### PAGE EXTRACT
------------------------

A summer of melancholy and happiness

Call Me By Your Name
© Sony Pictures

"Call Me By Your Name" is the cinema adaptation of André Aciman's bestseller. The film is an emotionally stirring yet subtle story of a first great gay love

Cinema release of "Call Me By Your Name": 1 March 2018

This rural place in the north of Italy seems like a dreamy paradise, detached from the world. An old villa surrounded by a garden lined with magnificent peach trees, where time has come to a standstill. People sit outside at brunch, bathe in the historic pool, chat, read, play the piano. And you "just wait until the summer is over", says Elio (Thimotée Chalamet).

Oliver - not entirely dissimilar in stature to the Greek heroes

The 17-year-old is spending the holiday months here with his parents at the Perlman family estate. And as in previous years, his father, an archaeologist, once again has a PhD student as a guest. This summer, the American Oliver (Armie Hammer) is to help him sort slides of ancient statues and archive papers. The fact that Oliver is not entirely dissimilar in stature to the Greek heroes may be a coincidence.

The Perlman family is sophisticated, upper-class and at the same time free-spirited. They parley in a variety of languages, and are both gourmet and cosmopolitan. Director Luca Guadagnino stages this sun-drenched upper-class idyll at an unusually leisurely pace and with exquisitely sensual images. He carefully feels his way towards the slowly but inexorably developing love romance between Elio and Olive.

Call Me By Your Name
© Sony Pictures

At the beginning, however, Elio finds the somewhat overconfident, always charming and articulate student more of an annoyance. When Oliver offers to massage his neck, he vigorously rejects his touch, but is nevertheless fascinated by him without being able to interpret this attraction. In any case, both are very keen to be seen flirting with girls and women. In particular, when an older gay couple comes to visit, Elio demonstratively smooches his French girlfriend.

Uncertainties and conflicting feelings

The erotic tension between Elio and Oliver is almost palpable for the viewer, and not just because the two are seen everywhere with their upper bodies bare and dressed only in boxer shorts. And yet it is ultimately the much less experienced Elio who takes matters into his own hands, overcomes all his insecurities and conflicting feelings - and conquers Oliver, who is seven years his senior.

------------------------

### ENTRIES SUPPLIED

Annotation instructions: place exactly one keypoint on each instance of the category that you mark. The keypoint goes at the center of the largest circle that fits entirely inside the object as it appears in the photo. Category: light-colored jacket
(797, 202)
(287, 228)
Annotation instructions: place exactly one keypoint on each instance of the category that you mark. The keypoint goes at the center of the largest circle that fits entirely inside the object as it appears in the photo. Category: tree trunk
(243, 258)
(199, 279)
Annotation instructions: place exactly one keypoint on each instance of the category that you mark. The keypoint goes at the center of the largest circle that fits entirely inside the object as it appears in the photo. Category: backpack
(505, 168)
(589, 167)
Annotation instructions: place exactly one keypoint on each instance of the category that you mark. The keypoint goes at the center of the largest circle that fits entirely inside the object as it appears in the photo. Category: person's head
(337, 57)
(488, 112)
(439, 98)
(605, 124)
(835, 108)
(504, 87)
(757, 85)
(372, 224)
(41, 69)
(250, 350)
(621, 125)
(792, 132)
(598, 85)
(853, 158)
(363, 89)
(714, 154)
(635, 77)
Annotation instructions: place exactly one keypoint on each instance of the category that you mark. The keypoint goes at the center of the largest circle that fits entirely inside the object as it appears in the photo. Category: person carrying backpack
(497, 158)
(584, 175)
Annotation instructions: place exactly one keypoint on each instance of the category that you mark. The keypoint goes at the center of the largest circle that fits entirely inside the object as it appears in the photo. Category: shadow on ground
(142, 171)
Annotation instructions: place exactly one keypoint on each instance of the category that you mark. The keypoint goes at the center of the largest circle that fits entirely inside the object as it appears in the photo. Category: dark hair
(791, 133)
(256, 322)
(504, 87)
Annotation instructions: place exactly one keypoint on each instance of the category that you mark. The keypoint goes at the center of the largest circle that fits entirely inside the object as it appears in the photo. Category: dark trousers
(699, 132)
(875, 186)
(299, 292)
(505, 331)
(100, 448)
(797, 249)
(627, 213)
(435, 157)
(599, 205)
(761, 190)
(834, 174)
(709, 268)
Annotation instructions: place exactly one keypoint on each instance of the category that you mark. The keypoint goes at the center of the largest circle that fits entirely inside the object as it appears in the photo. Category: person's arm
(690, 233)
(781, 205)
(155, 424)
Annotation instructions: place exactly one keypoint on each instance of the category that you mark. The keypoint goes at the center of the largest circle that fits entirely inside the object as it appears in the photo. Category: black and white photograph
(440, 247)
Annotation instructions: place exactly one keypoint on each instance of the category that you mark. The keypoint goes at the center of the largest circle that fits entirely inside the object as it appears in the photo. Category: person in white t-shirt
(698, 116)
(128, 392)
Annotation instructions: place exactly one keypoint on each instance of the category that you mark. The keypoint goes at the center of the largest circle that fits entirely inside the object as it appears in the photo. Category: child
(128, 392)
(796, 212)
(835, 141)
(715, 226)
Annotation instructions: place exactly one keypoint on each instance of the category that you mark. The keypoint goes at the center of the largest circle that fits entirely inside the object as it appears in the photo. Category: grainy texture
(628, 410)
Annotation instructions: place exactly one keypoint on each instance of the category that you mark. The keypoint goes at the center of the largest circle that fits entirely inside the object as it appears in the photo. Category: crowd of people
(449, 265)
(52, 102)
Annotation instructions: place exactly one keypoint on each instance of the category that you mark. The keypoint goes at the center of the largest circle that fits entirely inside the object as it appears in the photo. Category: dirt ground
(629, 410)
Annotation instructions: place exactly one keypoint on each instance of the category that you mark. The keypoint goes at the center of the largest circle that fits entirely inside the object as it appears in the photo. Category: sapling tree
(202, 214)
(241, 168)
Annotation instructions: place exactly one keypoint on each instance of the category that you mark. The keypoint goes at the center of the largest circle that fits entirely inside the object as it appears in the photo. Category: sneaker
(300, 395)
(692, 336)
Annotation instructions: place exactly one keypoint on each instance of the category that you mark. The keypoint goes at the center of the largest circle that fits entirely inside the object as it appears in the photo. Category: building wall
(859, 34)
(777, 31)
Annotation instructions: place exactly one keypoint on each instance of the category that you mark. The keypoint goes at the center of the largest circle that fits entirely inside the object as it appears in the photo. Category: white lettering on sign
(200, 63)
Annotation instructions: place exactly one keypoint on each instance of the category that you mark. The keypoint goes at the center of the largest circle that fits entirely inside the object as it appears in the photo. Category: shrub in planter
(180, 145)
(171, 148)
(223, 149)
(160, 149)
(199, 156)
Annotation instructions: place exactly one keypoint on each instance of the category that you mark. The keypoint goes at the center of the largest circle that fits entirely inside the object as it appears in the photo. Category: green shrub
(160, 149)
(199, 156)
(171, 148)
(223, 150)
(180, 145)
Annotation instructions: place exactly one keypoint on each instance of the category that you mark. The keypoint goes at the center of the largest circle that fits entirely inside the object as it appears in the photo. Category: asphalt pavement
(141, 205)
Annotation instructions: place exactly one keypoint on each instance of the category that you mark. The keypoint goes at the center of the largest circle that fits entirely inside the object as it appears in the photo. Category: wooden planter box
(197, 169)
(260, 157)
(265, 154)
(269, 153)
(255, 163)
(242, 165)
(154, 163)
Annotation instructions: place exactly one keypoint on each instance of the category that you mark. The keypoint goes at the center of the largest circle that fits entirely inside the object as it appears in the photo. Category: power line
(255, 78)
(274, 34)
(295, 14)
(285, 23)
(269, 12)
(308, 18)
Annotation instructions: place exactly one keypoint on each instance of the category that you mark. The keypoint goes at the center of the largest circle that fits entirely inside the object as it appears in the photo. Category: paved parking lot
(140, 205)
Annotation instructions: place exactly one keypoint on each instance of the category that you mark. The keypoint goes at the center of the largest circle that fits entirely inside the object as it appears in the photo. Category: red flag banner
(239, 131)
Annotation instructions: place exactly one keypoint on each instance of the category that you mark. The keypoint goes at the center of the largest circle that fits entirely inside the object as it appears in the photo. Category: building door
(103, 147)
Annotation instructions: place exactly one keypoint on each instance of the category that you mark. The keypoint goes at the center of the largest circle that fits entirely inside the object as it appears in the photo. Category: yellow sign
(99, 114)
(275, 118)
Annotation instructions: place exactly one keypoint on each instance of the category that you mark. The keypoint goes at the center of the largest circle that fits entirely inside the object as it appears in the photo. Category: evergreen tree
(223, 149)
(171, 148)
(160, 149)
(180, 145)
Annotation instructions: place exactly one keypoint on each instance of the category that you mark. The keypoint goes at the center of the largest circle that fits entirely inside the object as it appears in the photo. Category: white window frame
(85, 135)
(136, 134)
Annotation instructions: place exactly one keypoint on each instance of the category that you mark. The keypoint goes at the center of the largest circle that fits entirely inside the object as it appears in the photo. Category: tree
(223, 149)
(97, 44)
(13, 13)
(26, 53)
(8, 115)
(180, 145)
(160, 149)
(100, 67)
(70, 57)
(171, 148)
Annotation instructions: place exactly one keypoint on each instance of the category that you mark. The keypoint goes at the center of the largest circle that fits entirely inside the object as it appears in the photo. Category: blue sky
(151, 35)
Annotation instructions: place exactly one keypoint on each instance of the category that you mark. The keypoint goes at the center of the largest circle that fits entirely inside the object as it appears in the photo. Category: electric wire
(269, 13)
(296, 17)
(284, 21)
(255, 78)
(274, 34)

------------------------

### GOALS
- 1) Answer these questions about the review of "Call Me By Your Name", one answer per line, marked (a), (b) and (c):
(a) On what date was the film released in cinemas?
(b) What is Elio's father's profession?
(c) How many years older than Elio is Oliver?
- 2) Carry on the review of "Call Me By Your Name" from its final sentence.

### RESPONSES PER TASK
- 1)
(a) 1 March 2018
(b) He is an archaeologist.
(c) Seven years

- 2)
Call Me By Your Name
Official film poster © Sony Pictures

"Call Me By Your Name" is an unusual queer film in many respects. In its way, it seems to have fallen out of time. Only gradually can the plot be assigned to the early 80s through a few details - kitschy, dramatic Italo pop hits, Walkmans instead of iPods and slide projectors instead of video projectors. The fact that the gay old master James Ivory, the now 90-year-old creator of film classics such as "Maurice" and "Room with a View", worked on the screenplay and produced the film is also evident in the sensual staging and opulent set design.

The love that develops, or rather explodes, between Oliver and Elio remains largely hidden, but it also becomes clear that neither of them should expect any repression from society or their families. In Guadagnino's film based on the 2007 bestseller of the same name by US author André Aciman (published in German under the title "Nenn mich bei meinen Namen"), male relationships may not be commonplace, but they are hardly worth mentioning.

Probably the most unusual masturbation scene in film history...

This may seem a little unworldly, but it allows Guadagnino to focus entirely on what drives Oliver and, above all, Elio. They try to find their own place in the world, their desire and longing, their curiosity in discovering the other's body and sexuality - and not least their feelings for each other and the contradictions associated with them. Elio's shame about his uninhibited sexual desire, for example, culminates in what is probably the most unusual masturbation scene in film history: the wet and cheerful abuse of an overripe peach.

Anyone who is able to get involved in this light-footed and melancholy emotional drama will inevitably be drawn into one of the most beguiling love stories of recent years and will rediscover themselves in many situations on this emotional journey of discovery.

Call Me By Your Name
© Sony Pictures

Armie Hammer (who seems a little too old for the role of Oliver) and newcomer Thimotée Chalamet (who was rightly rewarded with an Oscar nomination) succeed in embodying their emotional turmoil, all the hesitation, insecurities and emotional exuberance in an absolutely believable, haunting and completely kitsch-free way.

Call Me By Your Name: Pain follows the farewell

The intoxication of emotions ends here with summer. The pain follows the parting, and this heartbreak, like so much in this film, hardly needs words. Body language, looks, gestures and atmospheric images are enough to empathise with what it means not to be able to live the first really great love.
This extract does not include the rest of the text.